Region labeling listing:
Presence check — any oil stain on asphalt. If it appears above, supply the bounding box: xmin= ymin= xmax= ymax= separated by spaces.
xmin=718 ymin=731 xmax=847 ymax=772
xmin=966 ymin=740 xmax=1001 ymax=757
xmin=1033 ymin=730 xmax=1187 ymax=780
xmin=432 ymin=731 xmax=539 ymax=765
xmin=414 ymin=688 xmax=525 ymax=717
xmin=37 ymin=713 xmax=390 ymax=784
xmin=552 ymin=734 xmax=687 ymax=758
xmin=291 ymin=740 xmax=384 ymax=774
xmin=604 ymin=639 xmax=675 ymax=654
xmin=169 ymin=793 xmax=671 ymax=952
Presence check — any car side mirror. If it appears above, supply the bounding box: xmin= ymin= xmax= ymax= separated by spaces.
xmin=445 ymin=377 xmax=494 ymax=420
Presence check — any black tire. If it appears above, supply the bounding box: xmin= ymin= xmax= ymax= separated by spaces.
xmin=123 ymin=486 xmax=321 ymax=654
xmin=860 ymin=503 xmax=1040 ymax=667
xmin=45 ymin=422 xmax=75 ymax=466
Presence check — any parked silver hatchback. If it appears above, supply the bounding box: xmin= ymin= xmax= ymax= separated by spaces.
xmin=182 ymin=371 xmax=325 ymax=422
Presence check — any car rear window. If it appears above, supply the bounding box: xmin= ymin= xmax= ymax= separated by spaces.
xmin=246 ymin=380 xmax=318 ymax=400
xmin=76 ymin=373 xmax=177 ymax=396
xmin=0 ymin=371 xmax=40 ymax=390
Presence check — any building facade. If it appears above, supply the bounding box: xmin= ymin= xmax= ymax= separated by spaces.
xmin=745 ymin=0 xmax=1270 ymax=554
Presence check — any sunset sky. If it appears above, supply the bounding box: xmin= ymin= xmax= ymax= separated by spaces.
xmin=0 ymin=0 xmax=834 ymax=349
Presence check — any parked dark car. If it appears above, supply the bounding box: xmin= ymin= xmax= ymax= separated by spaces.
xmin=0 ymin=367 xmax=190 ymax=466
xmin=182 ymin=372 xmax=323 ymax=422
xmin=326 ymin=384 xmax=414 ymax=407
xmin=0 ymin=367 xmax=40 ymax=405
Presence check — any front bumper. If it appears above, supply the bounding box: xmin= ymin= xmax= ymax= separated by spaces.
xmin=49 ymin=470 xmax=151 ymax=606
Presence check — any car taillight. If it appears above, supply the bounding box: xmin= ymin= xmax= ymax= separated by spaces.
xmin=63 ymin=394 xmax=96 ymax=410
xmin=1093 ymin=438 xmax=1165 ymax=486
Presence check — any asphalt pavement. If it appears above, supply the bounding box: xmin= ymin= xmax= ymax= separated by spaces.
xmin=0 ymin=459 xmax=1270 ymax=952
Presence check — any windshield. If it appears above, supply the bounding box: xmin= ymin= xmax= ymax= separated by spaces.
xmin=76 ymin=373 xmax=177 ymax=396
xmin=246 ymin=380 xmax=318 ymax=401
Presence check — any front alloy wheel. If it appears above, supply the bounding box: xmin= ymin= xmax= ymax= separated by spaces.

• _STATED EXERCISE_: Reproduce the entire listing above line for line, with no changes.

• _WRITTEN SOLUTION_:
Presence check — any oil stain on asphalt. If it appears above, supply the bounding box: xmin= ymin= xmax= ymax= separated by spaces.
xmin=718 ymin=731 xmax=847 ymax=772
xmin=966 ymin=740 xmax=1001 ymax=757
xmin=1033 ymin=730 xmax=1187 ymax=780
xmin=432 ymin=731 xmax=539 ymax=765
xmin=414 ymin=688 xmax=525 ymax=717
xmin=37 ymin=713 xmax=390 ymax=784
xmin=552 ymin=734 xmax=687 ymax=758
xmin=291 ymin=740 xmax=384 ymax=774
xmin=604 ymin=639 xmax=675 ymax=654
xmin=169 ymin=793 xmax=671 ymax=952
Presence check — any car side mirror. If it appears above, supply the bounding box: xmin= ymin= xmax= ymax= separated by spaces.
xmin=445 ymin=377 xmax=494 ymax=420
Presence check — any black tire. If it appears above, supply the bounding box: xmin= ymin= xmax= ymax= separated by spaces.
xmin=123 ymin=486 xmax=321 ymax=654
xmin=860 ymin=503 xmax=1040 ymax=667
xmin=45 ymin=422 xmax=75 ymax=466
Presence check — any parked silver hatchback. If it appears above, supply the bounding box: xmin= ymin= xmax= ymax= separated by spaces.
xmin=182 ymin=371 xmax=325 ymax=422
Presence check — any car rear window. If it appears above, supply the bounding box: xmin= ymin= xmax= ymax= separated by spaces.
xmin=246 ymin=380 xmax=318 ymax=400
xmin=76 ymin=373 xmax=177 ymax=396
xmin=0 ymin=371 xmax=40 ymax=390
Presence check — any building facade. If it appears above, supply the bounding box: xmin= ymin= xmax= ymax= separated by spaces.
xmin=745 ymin=0 xmax=1270 ymax=554
Presence check — any sunset sky. If it appears above, supply the bounding box: xmin= ymin= xmax= ymax= separated by spaces.
xmin=0 ymin=0 xmax=834 ymax=349
Presence check — any parked dark car. If it appears above, supply the bounding box: xmin= ymin= xmax= ymax= separated by spaces.
xmin=0 ymin=367 xmax=190 ymax=466
xmin=182 ymin=372 xmax=323 ymax=422
xmin=326 ymin=384 xmax=414 ymax=407
xmin=0 ymin=367 xmax=40 ymax=405
Presence check — any front bumper. If it appears above, supply the bounding box: xmin= ymin= xmax= ymax= separated by spaces.
xmin=49 ymin=470 xmax=151 ymax=606
Presence check — any car taillight. If it appears above, supply the bounding box: xmin= ymin= xmax= ymax= separated by spaces.
xmin=63 ymin=394 xmax=96 ymax=410
xmin=1093 ymin=438 xmax=1165 ymax=486
Presence check — any asphalt pavement. If it appears above, supply the bounding box: xmin= ymin= xmax= ymax= separated by spaces.
xmin=0 ymin=459 xmax=1270 ymax=952
Presence check — any windshield. If it appears above, supply the bounding box: xmin= ymin= xmax= ymax= separated by spaces.
xmin=76 ymin=373 xmax=177 ymax=396
xmin=246 ymin=380 xmax=318 ymax=401
Presence check — any front alloy wheel. If it appears above, supply the bounding box: xmin= ymin= xmax= ymax= separated by spaces.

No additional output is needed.